## What needs to be done
Across the entries below, the lines containing "query" should be counted and only their number returned.

(Excerpts from a dataset)
+ + + + + + +

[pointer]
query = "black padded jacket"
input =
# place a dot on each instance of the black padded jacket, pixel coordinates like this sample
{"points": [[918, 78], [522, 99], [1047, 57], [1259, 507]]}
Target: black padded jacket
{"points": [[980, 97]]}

+ + + + + + +

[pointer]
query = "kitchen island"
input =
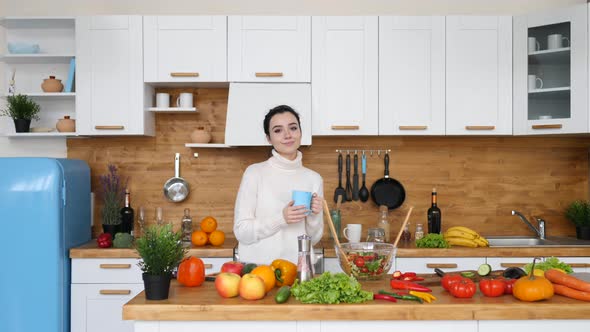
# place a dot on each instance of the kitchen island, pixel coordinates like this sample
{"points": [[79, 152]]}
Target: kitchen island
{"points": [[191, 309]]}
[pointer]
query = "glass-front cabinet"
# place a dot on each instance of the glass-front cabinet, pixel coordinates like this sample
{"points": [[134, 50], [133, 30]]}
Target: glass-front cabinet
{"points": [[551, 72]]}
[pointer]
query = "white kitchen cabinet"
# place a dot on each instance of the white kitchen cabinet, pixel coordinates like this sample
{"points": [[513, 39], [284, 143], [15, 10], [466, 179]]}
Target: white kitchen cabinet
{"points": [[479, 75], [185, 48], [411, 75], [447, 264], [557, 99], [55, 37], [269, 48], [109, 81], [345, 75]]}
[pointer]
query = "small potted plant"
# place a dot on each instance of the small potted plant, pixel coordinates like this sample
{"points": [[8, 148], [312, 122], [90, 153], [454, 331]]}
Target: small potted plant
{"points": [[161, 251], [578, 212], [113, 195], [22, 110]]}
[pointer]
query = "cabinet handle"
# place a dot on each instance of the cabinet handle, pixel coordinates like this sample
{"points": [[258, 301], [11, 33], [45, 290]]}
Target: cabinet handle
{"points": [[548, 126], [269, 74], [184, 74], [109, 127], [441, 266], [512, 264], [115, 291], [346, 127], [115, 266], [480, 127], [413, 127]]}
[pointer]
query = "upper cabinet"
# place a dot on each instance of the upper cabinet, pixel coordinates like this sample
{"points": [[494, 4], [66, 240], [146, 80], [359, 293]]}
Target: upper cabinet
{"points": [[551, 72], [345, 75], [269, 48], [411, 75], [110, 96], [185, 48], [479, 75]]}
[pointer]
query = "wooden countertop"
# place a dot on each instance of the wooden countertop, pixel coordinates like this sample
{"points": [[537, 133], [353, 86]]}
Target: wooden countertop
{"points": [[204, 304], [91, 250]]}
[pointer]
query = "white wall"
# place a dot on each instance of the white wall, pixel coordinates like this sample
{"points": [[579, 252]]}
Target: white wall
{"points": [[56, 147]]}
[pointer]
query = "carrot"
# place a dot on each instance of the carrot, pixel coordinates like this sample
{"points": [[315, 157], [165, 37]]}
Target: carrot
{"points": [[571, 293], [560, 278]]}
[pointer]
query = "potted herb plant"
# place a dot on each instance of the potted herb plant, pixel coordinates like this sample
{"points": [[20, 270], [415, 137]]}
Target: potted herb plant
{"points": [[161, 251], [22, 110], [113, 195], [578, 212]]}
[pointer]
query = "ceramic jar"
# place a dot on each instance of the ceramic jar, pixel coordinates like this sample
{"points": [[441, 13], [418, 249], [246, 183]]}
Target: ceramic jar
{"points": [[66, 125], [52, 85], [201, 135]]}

+ + + + + + +

## Solution
12